• _EXERCISE OBJECTIVE_
Extract every line of the entries below that contains the string "soccer", matching case exactly.

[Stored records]
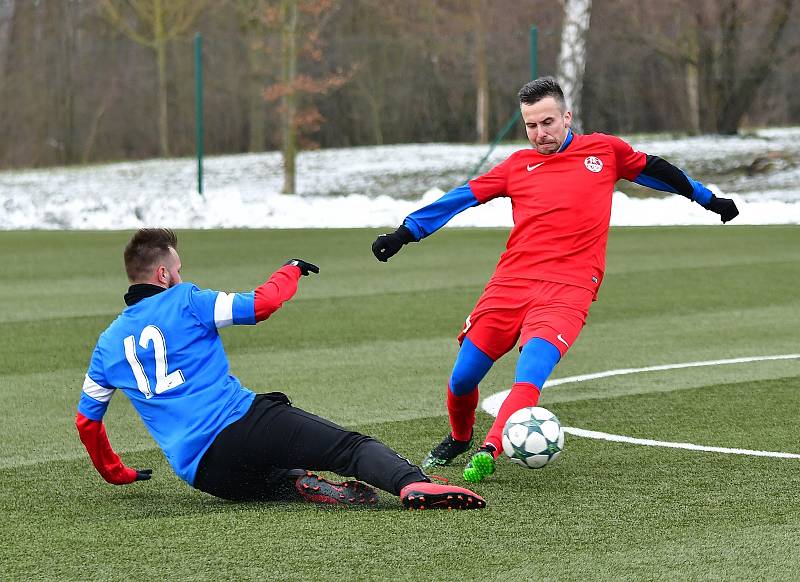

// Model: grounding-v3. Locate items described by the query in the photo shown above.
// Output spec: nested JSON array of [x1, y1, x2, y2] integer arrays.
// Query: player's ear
[[156, 265, 169, 285]]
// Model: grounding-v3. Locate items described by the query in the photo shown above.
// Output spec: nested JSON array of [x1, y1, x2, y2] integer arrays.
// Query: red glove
[[255, 261, 303, 321], [75, 412, 153, 485]]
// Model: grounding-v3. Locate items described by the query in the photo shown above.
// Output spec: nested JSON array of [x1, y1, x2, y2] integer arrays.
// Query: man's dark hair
[[519, 77, 567, 112], [125, 228, 178, 282]]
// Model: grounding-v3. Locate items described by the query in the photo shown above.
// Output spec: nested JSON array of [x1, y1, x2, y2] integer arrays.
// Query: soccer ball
[[503, 406, 564, 469]]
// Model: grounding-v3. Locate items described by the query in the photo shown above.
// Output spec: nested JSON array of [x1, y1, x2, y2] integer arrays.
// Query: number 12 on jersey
[[122, 325, 185, 399]]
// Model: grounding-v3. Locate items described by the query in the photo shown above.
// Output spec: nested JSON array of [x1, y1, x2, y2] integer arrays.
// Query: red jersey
[[469, 133, 647, 294]]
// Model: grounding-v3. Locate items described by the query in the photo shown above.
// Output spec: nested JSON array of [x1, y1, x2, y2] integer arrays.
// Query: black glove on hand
[[372, 225, 414, 263], [136, 469, 153, 481], [706, 194, 739, 222], [286, 259, 319, 277]]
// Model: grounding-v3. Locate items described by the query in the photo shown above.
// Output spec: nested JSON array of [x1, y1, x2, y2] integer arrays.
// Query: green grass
[[0, 226, 800, 581]]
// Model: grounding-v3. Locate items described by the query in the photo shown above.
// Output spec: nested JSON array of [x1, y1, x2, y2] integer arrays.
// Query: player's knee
[[448, 370, 478, 396], [514, 338, 561, 389]]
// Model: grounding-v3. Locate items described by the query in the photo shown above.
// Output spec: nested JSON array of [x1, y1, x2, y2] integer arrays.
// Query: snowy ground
[[0, 128, 800, 230]]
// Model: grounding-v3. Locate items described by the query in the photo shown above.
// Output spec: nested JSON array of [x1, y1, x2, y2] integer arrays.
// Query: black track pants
[[194, 392, 428, 500]]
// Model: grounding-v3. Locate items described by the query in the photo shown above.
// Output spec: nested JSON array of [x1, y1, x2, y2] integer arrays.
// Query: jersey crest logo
[[583, 156, 603, 174]]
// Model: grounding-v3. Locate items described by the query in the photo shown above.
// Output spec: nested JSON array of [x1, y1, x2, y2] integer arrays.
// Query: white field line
[[481, 354, 800, 459]]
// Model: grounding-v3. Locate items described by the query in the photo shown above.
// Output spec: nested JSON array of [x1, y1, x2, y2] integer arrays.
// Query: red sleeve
[[469, 157, 511, 204], [75, 412, 136, 485], [606, 135, 647, 182], [255, 265, 301, 322]]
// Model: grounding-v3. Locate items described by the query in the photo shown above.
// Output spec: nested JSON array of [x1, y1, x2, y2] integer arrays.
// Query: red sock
[[484, 382, 539, 457], [447, 386, 478, 441]]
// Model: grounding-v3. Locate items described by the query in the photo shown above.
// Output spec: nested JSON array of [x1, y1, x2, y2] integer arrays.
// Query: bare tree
[[264, 0, 347, 194], [558, 0, 592, 133], [100, 0, 205, 156]]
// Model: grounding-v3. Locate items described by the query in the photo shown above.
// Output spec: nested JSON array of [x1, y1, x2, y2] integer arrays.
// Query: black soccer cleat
[[422, 433, 472, 469], [294, 471, 378, 506], [400, 481, 486, 509]]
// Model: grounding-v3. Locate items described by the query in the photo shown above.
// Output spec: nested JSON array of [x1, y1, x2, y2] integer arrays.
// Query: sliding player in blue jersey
[[76, 229, 486, 509]]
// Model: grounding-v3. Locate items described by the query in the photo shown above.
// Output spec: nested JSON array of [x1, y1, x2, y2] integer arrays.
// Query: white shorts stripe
[[83, 374, 114, 402], [214, 291, 234, 329]]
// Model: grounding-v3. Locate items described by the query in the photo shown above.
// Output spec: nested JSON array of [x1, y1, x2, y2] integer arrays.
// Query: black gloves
[[706, 194, 739, 222], [285, 259, 319, 276], [135, 469, 153, 481], [372, 225, 415, 263]]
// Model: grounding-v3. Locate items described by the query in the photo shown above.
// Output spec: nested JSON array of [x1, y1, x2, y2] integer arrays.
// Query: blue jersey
[[78, 283, 256, 485]]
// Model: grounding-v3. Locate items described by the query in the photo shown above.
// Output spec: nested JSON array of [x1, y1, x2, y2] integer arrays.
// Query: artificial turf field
[[0, 226, 800, 581]]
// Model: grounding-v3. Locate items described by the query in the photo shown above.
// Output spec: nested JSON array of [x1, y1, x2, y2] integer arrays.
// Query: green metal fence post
[[194, 32, 204, 196], [467, 26, 538, 181]]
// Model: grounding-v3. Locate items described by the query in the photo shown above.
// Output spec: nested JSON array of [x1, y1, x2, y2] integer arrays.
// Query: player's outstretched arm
[[254, 259, 319, 322], [634, 154, 739, 223], [75, 412, 153, 485], [372, 184, 478, 263]]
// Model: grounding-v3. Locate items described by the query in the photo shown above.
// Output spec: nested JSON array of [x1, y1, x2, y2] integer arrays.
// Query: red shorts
[[458, 279, 594, 360]]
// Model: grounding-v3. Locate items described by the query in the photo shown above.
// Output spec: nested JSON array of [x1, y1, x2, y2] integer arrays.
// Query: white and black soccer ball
[[503, 406, 564, 469]]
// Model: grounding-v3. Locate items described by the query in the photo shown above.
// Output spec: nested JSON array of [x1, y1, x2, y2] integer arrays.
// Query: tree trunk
[[281, 0, 297, 194], [153, 0, 169, 157], [558, 0, 592, 133], [247, 27, 267, 152], [472, 0, 489, 143], [716, 0, 794, 135]]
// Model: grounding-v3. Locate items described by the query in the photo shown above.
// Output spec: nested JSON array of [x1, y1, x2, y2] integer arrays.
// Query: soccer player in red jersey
[[372, 77, 739, 482]]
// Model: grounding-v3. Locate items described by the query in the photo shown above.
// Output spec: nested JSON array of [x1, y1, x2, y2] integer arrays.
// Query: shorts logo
[[583, 156, 603, 174]]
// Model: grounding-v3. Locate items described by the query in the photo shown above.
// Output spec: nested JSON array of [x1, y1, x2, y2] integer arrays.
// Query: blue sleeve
[[189, 286, 256, 329], [403, 184, 478, 240], [633, 155, 713, 207], [78, 345, 114, 420]]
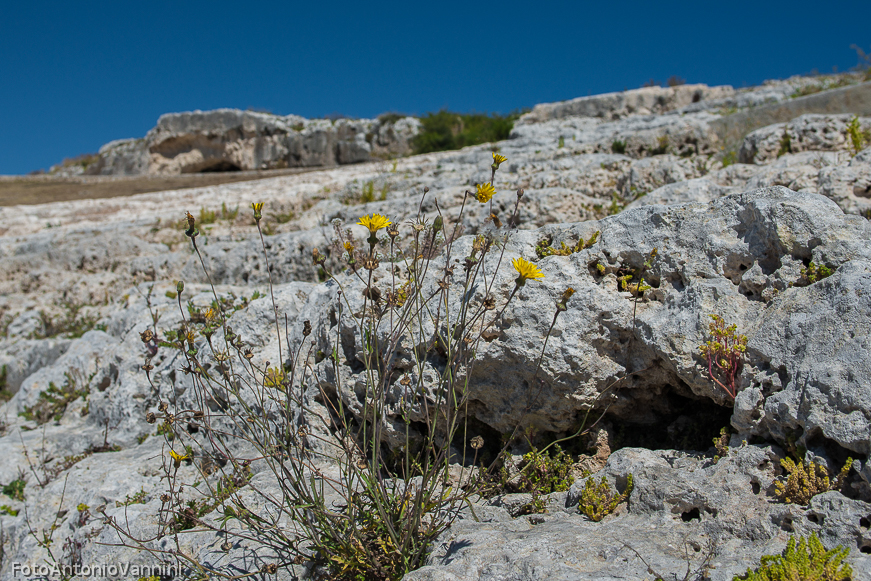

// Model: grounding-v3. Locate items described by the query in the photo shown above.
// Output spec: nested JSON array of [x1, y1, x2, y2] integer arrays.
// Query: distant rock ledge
[[52, 109, 420, 176]]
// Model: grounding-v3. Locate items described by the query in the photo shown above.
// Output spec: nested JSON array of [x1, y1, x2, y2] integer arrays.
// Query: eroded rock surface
[[0, 72, 871, 581]]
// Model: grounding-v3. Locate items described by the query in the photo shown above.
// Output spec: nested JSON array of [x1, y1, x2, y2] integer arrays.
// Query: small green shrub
[[774, 458, 853, 505], [578, 474, 634, 522], [116, 488, 148, 510], [0, 364, 13, 402], [650, 135, 669, 155], [777, 131, 792, 157], [790, 77, 853, 99], [413, 109, 520, 153], [732, 533, 853, 581], [29, 301, 106, 339], [0, 478, 25, 502], [535, 230, 599, 258], [0, 504, 18, 516], [713, 428, 729, 462], [699, 315, 747, 399], [799, 262, 835, 284], [847, 115, 871, 155], [18, 371, 91, 424], [481, 444, 575, 514]]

• _TASK SOLUTION_
// Query: soccer ball
// Query: black soccer cleat
// Query: white and black soccer ball
// Query: soccer player in red jersey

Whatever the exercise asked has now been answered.